TEXT PROVIDED: Begin

Author + information
- Received August 5, 1999
- Revision received April 19, 2000
- Accepted June 19, 2000
- Published online November 1, 2000.
- Björn E Eriksson, MD, PhD∗,*,
- Raija Tyni-Lennè, PhD, PT†,
- Jan Svedenhag, MD, PhD‡,
- Rolf Hallin, MD, PhD§,
- Kerstin Jensen-Urstad, MD, PhD∥,
- Mats Jensen-Urstad, MD, PhD∗,
- Kristina Bergman, PT†∗∗ and
- Christer Sylvén, MD, PhD, FACC, FESC∗
- ↵*Reprint requests and correspondence: Dr. Björn E. Eriksson, Dept. of Cardiology, Huddinge University Hospital, 141 89 Stockholm, Sweden
The aim of this study was to evaluate the effects of exercise training and body-awareness training in female patients with Syndrome X.
Patients with Syndrome X, defined as effort-induced angina pectoris, a positive exercise test and a normal coronary angiogram, suffer from a chronic pain disorder. We hypothesized that this disorder results in physical deconditioning with decreased exertional pain threshold.
Twenty-six patients were randomly assigned to two training groups (A, B) and a control group (C). Group A (n = 8) started, after baseline measurements, with eight weeks of body-awareness training followed by eight weeks of exercise training on a bicycle ergometer three times a week for 30 min at an intensity of 50% of peak work rate. Group B (n = 8) performed only eight weeks of exercise training. Group C (n = 10) acted as controls without any intervention whatsoever. The effects on exercise performance, hormonal secretion, vascular function, adenosine sensitivity and quality of life were evaluated.
Body-awareness training did not change the pain response. The two training groups did not differ in effects of exercise training. Exercise capacity before training was below the gender- and age-matched reference range and improved by 34% with training to a level not different from the reference range. Onset of pain was delayed by 100% from 3 ± 2 to 6 ± 3 min (p < 0.05) while maximum pain did not change. Thus the pain-response-to-exercise curve was shifted to the right. Syndrome X patients showed a hypersensitivity to low-dose adenosine infusion compared to healthy age- and gender-matched controls (p < 0.0001) that did not change with exercise training. Endothelium-dependent blood flow increase was at baseline within reference range and tended to increase (p < 0.06) following training. In Group A the concentration of cortisol in urine decreased by 53% after body-awareness training (p < 0.05), and this change from baseline remained after physical exercise training (p < 0.05). A similar decrease occurred with only exercise training (Group B).
Physical deconditioning with lower exertional threshold for pain is a prominent feature in Syndrome X. Physical training in Syndrome X results in an increased exercise capacity with lesser anginal pain. We suggest physical training as an effective treatment in Syndrome X.
Patients with Syndrome X, defined as exercise-induced angina pectoris, a positive exercise test (chest pain and >1 mm rectilinear or down-sloping ST-segment depression 60 ms from the J-point) and a normal coronary angiogram with no signs of spasm angina or impaired left ventricular function, are frequently resistant to conventional forms of medical therapy and are not amenable to surgical treatment (1–2). Consequently, this patient group constitutes a therapeutic problem despite an excellent prognosis regarding life expectancy and absence of cardiac pathology, with considerable residual morbidity associated with continuous chest pain and functional limitation (3–4).

TEXT PROVIDED: End
EXERCISE DATA: Begin

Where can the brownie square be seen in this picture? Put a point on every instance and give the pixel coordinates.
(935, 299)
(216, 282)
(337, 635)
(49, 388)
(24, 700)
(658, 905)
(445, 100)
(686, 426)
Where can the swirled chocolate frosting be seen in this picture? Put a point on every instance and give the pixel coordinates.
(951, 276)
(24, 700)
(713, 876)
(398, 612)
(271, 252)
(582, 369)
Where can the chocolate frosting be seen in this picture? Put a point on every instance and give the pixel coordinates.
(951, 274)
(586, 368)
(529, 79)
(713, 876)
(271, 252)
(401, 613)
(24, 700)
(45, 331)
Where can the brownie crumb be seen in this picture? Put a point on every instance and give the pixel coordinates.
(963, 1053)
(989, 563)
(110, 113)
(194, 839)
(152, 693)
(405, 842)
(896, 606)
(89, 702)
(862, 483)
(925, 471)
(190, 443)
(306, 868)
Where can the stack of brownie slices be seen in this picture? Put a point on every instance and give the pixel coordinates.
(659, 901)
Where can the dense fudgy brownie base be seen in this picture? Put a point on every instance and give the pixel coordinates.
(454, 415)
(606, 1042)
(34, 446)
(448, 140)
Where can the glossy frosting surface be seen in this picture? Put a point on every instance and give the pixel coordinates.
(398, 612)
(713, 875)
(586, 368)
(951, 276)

EXERCISE DATA: End
EXERCISE DATA: Begin

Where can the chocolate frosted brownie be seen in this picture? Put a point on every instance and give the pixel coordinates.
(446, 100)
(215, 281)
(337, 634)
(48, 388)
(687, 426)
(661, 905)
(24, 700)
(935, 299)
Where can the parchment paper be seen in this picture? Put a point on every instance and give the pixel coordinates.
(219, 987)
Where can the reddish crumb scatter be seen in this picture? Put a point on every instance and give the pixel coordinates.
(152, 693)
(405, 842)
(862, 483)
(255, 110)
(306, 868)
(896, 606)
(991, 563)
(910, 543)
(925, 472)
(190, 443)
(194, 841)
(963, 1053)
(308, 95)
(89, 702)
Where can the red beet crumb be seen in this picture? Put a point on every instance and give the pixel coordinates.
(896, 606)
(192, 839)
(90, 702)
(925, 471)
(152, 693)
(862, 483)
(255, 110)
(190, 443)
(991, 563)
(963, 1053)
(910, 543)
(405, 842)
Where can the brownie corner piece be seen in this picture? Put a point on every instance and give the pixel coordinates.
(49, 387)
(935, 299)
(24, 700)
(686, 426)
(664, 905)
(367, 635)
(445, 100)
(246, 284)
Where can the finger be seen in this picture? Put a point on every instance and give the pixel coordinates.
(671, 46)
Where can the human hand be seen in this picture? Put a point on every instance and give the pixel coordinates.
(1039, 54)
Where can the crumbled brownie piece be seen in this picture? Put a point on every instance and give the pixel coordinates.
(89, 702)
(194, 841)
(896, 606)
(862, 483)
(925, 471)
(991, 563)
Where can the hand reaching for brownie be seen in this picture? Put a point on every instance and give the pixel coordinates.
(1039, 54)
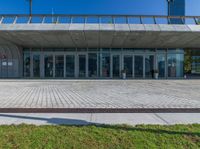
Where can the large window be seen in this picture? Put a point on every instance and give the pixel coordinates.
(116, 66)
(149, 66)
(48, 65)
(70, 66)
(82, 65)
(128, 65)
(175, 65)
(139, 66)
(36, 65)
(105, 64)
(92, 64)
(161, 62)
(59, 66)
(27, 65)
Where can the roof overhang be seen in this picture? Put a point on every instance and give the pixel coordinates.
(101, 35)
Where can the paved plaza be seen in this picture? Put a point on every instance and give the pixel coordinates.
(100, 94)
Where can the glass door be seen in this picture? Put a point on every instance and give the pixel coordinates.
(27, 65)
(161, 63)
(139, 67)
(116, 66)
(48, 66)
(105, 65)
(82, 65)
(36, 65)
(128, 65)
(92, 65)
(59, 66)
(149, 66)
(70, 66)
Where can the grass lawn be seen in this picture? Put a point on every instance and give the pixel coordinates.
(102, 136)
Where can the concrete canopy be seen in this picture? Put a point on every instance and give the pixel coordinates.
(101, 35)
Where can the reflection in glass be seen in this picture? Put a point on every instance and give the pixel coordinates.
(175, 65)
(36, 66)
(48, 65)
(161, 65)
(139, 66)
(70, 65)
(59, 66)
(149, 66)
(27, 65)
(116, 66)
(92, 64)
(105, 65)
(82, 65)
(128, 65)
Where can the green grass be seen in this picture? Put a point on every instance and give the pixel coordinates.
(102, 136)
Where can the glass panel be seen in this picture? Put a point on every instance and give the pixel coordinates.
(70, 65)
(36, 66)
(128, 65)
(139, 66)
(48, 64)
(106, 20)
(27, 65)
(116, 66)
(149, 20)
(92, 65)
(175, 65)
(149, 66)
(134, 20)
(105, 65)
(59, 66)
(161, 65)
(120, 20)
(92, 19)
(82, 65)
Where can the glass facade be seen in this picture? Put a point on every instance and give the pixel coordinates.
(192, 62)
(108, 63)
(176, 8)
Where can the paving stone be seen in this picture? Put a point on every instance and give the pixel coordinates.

EXERCISE DATA: End

YOUR OBJECTIVE
Extract the passage of the study on Syndrome X that runs from "Patients with Syndrome X, defined as effort-induced" up to and including "exertional pain threshold.", copying it word for word. The lines above stand apart from the study on Syndrome X and are unrelated to it.

RESPONSE TO THIS EXERCISE
Patients with Syndrome X, defined as effort-induced angina pectoris, a positive exercise test and a normal coronary angiogram, suffer from a chronic pain disorder. We hypothesized that this disorder results in physical deconditioning with decreased exertional pain threshold.